### Your instructions:
Edit everything from the row containing "position of bush" down to the row containing "xmin=0 ymin=137 xmax=380 ymax=333" by replacing "bush covered in snow" with "snow-covered shrub" and leaving all else unchanged. Return only those rows.

### Records for the exercise:

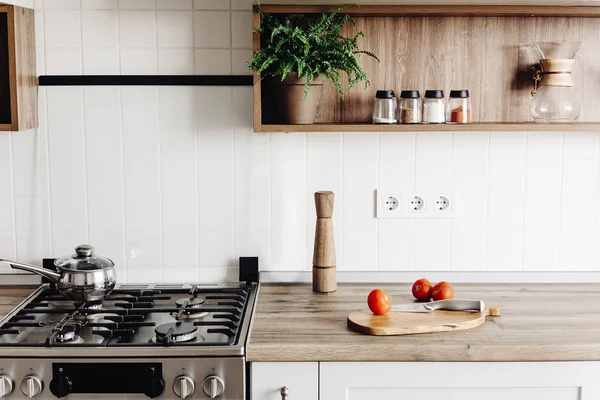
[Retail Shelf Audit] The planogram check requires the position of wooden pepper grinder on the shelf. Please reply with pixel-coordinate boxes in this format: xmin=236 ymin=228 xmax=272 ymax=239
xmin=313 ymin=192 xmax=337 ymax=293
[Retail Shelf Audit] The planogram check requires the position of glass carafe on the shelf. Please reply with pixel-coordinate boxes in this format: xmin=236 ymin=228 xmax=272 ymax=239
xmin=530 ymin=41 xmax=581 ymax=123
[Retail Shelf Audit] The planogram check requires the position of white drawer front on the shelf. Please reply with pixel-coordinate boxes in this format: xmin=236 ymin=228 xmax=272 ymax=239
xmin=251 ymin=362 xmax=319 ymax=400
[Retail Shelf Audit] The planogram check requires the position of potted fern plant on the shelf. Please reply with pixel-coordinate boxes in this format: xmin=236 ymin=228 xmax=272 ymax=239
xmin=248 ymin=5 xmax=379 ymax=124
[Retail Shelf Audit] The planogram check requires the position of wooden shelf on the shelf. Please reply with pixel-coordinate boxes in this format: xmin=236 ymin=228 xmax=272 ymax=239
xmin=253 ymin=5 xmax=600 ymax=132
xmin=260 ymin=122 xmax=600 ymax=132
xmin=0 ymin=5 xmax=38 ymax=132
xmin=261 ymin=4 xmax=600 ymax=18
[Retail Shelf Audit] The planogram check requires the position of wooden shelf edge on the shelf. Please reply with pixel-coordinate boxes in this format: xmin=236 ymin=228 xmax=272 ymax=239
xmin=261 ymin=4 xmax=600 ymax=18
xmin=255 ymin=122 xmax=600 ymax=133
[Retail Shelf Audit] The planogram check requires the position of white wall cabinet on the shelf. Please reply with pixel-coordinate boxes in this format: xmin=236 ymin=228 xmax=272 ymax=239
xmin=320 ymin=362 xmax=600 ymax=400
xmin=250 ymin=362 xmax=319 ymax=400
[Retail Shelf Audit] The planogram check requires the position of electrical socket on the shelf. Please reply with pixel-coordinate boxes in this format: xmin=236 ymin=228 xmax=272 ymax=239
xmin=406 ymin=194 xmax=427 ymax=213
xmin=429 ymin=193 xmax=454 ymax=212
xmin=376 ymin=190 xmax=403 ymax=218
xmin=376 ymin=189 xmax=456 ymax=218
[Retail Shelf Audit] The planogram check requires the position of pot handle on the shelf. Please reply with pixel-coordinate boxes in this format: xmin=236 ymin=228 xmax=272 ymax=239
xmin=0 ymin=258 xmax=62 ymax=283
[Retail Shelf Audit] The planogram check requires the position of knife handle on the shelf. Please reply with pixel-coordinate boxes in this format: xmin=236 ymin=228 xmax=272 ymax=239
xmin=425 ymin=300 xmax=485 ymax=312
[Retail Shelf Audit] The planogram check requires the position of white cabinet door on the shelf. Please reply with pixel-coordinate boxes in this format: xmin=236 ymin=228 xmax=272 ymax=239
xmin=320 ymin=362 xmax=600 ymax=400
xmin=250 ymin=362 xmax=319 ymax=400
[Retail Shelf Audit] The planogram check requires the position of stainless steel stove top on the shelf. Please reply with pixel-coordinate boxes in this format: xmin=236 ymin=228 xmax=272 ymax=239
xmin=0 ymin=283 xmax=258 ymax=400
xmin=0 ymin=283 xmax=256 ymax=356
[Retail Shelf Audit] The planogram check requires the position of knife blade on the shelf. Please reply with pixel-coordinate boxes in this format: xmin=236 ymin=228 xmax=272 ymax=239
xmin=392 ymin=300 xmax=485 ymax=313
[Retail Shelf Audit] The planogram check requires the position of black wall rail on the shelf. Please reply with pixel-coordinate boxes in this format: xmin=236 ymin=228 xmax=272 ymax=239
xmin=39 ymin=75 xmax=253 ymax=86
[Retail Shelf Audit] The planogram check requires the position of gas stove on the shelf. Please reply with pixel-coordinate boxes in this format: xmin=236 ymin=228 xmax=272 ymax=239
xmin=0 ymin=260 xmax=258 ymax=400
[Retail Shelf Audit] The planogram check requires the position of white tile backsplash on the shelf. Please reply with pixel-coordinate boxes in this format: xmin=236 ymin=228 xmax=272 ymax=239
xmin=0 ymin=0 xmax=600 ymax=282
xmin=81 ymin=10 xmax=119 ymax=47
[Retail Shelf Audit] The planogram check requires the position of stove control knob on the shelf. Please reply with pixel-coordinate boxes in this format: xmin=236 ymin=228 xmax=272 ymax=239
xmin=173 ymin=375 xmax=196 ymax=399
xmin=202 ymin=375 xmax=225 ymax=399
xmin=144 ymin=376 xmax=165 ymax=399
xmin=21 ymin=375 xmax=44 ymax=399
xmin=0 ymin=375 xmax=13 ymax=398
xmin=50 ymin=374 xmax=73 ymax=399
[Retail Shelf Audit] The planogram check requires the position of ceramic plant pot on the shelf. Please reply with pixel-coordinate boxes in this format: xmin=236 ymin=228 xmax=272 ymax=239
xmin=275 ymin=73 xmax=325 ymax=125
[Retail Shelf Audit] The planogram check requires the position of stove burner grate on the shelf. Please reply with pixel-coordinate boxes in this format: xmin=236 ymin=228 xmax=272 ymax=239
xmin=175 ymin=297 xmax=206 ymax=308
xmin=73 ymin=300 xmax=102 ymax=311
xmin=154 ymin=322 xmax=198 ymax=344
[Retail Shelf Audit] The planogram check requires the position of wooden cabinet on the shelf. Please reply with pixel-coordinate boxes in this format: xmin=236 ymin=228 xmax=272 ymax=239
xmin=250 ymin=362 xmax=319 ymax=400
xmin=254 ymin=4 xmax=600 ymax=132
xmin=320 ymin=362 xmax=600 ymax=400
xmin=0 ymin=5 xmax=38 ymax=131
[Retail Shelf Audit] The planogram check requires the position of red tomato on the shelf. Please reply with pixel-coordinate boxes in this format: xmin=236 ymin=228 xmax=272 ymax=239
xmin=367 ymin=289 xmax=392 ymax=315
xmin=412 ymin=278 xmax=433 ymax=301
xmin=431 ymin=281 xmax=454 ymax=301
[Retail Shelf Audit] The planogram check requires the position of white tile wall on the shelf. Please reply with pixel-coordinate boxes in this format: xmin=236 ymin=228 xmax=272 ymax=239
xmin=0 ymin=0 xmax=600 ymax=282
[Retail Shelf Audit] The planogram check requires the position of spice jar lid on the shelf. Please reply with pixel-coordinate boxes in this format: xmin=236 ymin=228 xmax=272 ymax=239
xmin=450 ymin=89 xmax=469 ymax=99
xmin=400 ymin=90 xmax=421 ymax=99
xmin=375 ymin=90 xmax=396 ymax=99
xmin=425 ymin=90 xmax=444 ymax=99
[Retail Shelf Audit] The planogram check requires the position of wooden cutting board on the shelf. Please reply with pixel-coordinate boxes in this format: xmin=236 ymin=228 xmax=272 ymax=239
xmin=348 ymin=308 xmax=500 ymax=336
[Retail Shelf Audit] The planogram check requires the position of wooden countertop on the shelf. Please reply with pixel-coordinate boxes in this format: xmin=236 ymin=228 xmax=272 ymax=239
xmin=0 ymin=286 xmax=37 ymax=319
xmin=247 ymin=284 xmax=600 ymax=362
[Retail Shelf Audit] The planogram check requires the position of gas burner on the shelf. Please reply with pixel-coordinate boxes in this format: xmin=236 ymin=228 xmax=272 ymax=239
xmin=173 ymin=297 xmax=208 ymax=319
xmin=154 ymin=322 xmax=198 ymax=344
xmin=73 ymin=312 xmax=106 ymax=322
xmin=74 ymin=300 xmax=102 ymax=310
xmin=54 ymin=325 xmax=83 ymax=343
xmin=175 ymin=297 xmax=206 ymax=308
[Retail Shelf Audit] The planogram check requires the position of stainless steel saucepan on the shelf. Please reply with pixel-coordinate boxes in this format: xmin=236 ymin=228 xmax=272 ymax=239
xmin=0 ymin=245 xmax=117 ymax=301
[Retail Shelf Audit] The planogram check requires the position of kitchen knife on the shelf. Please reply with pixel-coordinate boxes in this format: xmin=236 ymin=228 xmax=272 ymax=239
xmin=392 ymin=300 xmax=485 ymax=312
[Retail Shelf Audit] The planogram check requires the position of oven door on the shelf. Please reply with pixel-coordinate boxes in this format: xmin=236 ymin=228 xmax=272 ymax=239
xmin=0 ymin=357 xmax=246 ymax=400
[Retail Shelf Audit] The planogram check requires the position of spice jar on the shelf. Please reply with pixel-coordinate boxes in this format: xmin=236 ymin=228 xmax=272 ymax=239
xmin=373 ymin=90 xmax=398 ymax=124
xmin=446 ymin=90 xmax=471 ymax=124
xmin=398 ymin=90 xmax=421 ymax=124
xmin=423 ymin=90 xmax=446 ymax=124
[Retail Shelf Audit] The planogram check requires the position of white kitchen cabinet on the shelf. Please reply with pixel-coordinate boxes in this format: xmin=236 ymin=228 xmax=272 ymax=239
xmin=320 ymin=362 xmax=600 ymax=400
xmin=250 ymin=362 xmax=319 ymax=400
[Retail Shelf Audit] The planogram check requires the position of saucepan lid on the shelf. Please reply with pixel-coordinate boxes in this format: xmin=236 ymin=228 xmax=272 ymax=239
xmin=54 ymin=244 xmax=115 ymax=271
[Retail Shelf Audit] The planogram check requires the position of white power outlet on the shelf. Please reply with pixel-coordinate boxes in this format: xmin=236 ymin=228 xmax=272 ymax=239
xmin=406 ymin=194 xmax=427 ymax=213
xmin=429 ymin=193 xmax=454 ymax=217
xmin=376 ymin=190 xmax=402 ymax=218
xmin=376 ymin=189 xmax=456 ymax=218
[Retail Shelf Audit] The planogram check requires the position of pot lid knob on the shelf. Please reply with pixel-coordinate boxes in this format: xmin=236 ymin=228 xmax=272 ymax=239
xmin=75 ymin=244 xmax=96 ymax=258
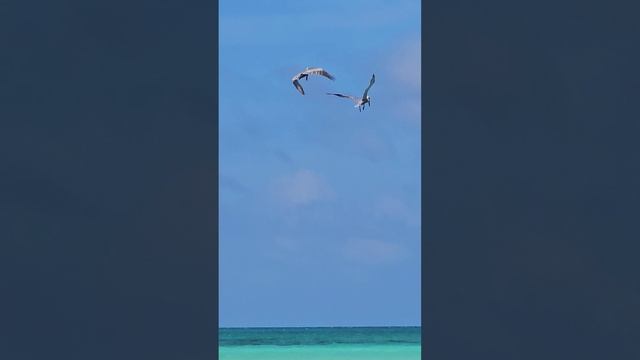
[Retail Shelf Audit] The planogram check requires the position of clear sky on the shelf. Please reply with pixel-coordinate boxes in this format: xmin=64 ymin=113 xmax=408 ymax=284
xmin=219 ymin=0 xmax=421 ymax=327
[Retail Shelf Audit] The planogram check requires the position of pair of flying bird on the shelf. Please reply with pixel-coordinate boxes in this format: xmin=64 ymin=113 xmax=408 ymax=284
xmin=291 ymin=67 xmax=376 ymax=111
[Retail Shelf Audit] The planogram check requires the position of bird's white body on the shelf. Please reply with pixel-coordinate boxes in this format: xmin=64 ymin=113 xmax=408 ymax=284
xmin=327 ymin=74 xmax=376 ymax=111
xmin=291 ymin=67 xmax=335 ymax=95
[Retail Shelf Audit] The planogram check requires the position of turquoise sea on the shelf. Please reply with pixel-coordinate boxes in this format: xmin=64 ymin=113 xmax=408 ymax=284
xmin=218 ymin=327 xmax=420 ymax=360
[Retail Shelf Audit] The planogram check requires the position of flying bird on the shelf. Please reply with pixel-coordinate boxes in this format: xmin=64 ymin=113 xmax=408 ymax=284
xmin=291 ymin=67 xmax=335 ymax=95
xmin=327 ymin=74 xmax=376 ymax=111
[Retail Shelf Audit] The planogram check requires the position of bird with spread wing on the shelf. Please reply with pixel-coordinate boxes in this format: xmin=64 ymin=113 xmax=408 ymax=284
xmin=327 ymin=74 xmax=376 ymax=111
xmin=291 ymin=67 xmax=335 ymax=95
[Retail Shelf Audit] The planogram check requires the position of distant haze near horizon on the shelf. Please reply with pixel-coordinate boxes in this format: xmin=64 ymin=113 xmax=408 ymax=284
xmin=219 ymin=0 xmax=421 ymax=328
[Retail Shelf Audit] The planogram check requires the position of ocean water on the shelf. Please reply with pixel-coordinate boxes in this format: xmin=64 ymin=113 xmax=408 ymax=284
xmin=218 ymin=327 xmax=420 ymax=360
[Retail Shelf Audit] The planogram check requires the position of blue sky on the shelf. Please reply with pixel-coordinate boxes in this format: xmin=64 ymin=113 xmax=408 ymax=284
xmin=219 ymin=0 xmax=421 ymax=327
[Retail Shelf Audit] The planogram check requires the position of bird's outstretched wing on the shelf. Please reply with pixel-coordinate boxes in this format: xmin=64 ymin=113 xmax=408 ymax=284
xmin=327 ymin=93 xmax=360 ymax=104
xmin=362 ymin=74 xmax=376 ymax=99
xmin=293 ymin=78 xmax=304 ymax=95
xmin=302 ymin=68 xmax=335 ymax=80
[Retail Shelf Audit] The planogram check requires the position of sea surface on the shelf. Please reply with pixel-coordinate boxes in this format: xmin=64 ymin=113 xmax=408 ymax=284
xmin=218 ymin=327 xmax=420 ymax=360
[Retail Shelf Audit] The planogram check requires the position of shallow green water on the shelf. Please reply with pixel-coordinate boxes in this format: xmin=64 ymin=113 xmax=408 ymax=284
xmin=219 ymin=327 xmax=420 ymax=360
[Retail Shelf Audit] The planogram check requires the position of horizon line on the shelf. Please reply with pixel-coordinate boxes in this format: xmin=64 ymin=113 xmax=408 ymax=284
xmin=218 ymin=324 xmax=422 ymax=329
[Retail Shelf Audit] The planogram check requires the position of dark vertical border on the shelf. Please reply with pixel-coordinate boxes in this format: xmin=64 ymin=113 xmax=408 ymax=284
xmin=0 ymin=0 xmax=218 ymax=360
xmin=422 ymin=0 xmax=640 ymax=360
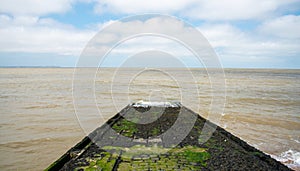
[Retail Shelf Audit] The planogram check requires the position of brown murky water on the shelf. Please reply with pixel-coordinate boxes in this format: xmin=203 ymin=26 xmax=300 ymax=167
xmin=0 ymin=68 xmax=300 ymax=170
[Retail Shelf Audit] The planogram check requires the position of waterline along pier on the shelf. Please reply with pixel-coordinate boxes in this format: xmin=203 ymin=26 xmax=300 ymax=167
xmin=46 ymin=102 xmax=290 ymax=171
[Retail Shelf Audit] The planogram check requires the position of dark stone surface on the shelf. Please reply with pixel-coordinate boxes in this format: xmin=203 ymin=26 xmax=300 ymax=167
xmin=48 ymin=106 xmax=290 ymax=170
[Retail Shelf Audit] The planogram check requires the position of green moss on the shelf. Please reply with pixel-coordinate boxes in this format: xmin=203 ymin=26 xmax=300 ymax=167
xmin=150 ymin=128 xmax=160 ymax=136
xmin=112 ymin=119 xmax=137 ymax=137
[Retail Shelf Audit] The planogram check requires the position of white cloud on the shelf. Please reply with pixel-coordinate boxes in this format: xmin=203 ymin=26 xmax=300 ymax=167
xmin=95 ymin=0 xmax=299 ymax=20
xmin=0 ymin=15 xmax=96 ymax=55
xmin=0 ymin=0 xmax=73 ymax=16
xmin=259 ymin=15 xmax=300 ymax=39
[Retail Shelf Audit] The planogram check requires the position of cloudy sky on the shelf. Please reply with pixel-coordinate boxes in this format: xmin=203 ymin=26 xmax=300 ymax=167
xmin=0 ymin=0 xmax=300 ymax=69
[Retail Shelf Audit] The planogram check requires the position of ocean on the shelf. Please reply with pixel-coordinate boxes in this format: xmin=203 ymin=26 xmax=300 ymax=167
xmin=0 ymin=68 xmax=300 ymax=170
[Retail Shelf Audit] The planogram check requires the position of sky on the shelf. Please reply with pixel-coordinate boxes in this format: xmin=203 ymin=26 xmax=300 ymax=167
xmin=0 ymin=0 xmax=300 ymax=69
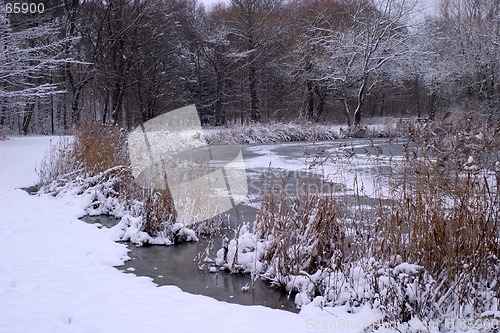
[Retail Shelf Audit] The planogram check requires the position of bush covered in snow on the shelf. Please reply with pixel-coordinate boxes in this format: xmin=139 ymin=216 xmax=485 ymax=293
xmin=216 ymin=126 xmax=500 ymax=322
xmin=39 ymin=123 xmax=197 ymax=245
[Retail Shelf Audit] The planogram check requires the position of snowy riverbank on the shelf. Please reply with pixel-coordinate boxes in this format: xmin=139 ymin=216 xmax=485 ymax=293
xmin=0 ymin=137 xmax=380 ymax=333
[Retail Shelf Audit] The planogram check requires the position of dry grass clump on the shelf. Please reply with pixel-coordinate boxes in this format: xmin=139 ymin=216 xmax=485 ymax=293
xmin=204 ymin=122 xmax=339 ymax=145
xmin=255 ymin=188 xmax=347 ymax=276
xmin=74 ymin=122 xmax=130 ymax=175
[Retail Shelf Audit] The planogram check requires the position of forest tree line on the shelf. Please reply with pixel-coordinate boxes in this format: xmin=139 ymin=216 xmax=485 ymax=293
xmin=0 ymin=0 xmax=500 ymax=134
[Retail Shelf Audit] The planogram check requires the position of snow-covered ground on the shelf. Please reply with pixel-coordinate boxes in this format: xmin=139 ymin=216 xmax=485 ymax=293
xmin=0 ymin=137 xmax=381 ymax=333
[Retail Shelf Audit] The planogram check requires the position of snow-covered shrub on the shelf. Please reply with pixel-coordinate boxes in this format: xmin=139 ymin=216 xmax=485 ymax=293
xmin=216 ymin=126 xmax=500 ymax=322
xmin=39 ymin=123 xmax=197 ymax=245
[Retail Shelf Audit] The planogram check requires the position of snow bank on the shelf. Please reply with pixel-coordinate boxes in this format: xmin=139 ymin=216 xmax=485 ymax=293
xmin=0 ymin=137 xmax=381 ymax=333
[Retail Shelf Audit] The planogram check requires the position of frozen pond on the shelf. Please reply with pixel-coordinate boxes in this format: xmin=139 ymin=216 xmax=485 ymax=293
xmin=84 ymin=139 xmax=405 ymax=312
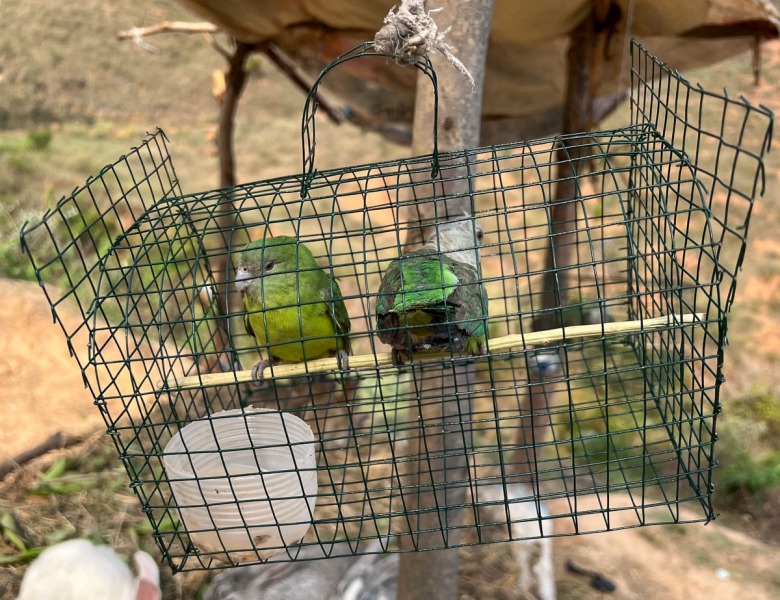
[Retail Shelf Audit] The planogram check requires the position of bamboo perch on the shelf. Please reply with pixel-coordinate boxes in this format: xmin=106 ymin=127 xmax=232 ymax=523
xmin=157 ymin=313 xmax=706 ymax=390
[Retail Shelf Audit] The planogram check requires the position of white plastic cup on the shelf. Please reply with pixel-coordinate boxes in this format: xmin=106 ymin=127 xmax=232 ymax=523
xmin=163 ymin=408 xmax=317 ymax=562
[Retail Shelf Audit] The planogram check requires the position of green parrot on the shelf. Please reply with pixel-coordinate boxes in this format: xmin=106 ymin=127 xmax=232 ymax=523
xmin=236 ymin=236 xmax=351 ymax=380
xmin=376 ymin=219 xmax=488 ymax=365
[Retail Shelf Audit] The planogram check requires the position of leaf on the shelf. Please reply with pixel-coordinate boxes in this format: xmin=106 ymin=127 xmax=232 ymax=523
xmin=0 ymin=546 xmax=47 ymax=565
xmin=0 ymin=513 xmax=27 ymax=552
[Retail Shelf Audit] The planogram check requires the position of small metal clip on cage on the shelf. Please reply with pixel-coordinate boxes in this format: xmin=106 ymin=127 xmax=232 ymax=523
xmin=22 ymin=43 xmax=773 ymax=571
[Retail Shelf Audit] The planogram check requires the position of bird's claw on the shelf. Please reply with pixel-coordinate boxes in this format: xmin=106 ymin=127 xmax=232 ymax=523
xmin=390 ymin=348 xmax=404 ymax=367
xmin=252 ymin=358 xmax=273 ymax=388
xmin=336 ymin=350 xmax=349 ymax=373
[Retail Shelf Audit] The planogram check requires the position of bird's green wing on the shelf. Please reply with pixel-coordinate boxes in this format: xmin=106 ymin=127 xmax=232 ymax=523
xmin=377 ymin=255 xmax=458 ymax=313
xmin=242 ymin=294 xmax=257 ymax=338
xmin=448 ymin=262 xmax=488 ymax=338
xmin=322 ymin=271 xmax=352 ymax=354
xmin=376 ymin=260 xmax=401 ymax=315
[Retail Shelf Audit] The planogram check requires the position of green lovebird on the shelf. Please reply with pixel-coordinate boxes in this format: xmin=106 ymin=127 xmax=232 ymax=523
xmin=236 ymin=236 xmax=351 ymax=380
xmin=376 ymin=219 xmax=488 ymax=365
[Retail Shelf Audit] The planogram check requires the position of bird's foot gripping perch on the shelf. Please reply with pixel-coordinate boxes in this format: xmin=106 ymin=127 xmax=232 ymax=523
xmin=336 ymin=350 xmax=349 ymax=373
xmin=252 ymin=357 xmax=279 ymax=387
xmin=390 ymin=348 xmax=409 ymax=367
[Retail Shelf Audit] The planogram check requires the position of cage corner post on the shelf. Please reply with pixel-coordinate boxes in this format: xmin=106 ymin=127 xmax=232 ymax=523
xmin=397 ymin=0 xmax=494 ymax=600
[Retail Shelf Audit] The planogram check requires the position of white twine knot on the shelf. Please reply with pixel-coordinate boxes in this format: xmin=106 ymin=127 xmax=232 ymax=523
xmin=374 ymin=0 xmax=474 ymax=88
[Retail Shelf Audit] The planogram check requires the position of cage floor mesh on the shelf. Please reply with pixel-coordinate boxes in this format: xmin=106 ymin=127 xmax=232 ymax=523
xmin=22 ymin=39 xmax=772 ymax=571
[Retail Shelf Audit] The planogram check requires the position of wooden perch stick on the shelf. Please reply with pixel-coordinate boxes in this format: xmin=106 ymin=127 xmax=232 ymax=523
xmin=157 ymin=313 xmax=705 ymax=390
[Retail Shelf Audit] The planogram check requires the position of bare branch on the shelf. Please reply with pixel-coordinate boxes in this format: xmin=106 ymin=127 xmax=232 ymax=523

### The response:
[Retail Shelf Audit] The planogram check requires the position of snow-covered shrub on the shelf. Please reply with pixel-coordinate boxes in this format: xmin=139 ymin=216 xmax=485 ymax=293
xmin=216 ymin=126 xmax=500 ymax=322
xmin=39 ymin=123 xmax=197 ymax=245
[Retail Shelf Audit] The planogram check requires the position of snowy riverbank on the shelf. Please reply with pixel-coordinate boxes in this format: xmin=139 ymin=216 xmax=485 ymax=293
xmin=0 ymin=137 xmax=380 ymax=333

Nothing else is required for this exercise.